AIM>
Rescale the lines below by copying them all out again, requests included, with every point coordinate in the answers multiplied by 1.75 and rounded to the nearest whole number, halves rounding up. Leave the numbers in the requests unchanged.

GIVEN ENTRIES>

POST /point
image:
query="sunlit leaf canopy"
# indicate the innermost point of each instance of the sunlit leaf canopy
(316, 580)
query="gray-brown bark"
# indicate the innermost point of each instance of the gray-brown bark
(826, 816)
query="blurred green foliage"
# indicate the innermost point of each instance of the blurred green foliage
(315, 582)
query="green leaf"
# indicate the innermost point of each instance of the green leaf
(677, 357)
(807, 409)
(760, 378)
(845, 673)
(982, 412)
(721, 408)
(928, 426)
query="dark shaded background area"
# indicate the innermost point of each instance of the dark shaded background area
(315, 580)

SOLUTION>
POST /point
image:
query="sunlit leaf canopy"
# indicate the innermost point of each instance of the sunlit leaf canopy
(553, 1015)
query="gray-brown bark"
# indicate the innermost point of each instance of the gray-brown bark
(1446, 1428)
query="blurred green foliage"
# indicate the innermost point of each instance of the blurred green foliage
(551, 1019)
query="green leaf"
# indicate the innermost point of each instance of the green leaf
(1185, 625)
(1412, 716)
(1330, 662)
(1479, 1178)
(1719, 721)
(1262, 714)
(1624, 746)
query="dark shaded background area"
# indicate the innermost point of each instance of the dark shaded background area
(551, 1015)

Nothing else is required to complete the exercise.